* Written task *
Do these statements agree with the text on luxury below? Give yes or no for each, with the deciding words quoted from the text. 1. The chapter built on Hegel's dialectic has four Parts. 2. In Japan, sales of imported goods fell ten percent over the past year. 3. Sales have slumped mainly for the most expensive luxury products.

* Text shown *
====

Utilising as a framework Hegel’s tri-partite concept of dialectic thought, the chapter comprises 3 Parts.
I: Moralisation ie 'luxury' as a component of moralised normative vocabulary characteristic of 'classical' thought according to which 'poverty' is a good and the desire for bodily satisfactions manifest in luxury is bad so control of consumption is warranted. Moreover, commerce which serves those satisfactions is at best a lowly instrumental activity and at worst morally suspect.
II: Demoralisation ie the rejection of that evaluative context whereby now desires (including those for luxuries) are seen as effective motives and poverty (now meaning being impoverished) is bad, while control of consumption when not counterproductive is an unwarranted intrusion. Commercial societies that produce and consume luxuries are better than pre-commercial ones, as exemplified in David Hume's essays 'Of Refinement of Arts' and ‘Of Commerce (1752).
III: Remoralisation? ie examination of contemporary critiques of consumption in general, luxury in particular. Three are non-exclusively identified [a] Ethical - owning/desiring more creates unhappiness rather than happiness and the pursuit of luxuries is a hedonic treadmill undermining self-discipline, exacerbated by the growth of e-commerce [b] Social – the evanescent instability of luxury and its embodiment of a privatised and increasingly ‘virtual’ life-style erodes social capital and crowds out public space [c] Ecological/Green – current lifestyles where possession of luxuries is a mark of success wastefully deplete limited resources especially when a simpler more harmonious life of fewer desires is possible.
But is there any relevantly sustainable ground in terms of which luxury can be remoralised and the legitimacy of desires assessed? Are any supposed solutions practically tenable?
Professor Ian M. Taplin
Pilgrims on the Road to Luxury:
Consolidation and segmentation in the luxury goods industry
The luxury goods industry has undergone considerable changes in the past decade. In one of its most robust markets, Japan, sales of imported goods have declined ten percent over the past year. That same market, the first to become a really ‘mass luxury market' in the 1980s and 1990s, has been somewhat transformed as middle class consumers are more confident mixing and matching cheap and expensive goods. In other markets, similarly making luxury goods accessible to a mass-market consumer has conceivable eroded the status and value of luxury products rather than provide an entry point into that market for middle class consumers. The subsequent ‘cheapening of the brand' has occurred at the same time the recession somewhat eroded wealthy consumers' confidence, and yet sales have slumped mainly for affordable luxury products. What has been the effect of these recent changes on the strategy of luxury goods companies? This paper analyses this subject, focusing upon what actions such firms are taking to counter the decline of sales and how they are rethinking their expansion moves in emerging markets such as China. It also provides comments on how the wealthy are responding now that luxury has gone mass market; what ways they are finding to flaunt their wealth.

====

* Supplied data *
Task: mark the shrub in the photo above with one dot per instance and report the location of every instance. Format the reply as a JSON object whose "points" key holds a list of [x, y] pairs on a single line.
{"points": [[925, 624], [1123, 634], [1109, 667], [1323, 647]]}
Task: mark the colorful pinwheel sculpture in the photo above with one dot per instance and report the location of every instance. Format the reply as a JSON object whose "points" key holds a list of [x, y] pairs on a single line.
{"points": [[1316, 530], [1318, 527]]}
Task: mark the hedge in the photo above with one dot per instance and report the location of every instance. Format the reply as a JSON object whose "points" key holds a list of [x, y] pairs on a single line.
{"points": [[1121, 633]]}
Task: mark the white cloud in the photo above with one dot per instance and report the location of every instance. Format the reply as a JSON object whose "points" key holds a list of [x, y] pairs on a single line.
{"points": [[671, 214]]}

====

* Result of this exercise *
1. No: "the chapter comprises 3 Parts"
2. Yes: "sales of imported goods have declined ten percent over the past year"
3. No: "sales have slumped mainly for affordable luxury products"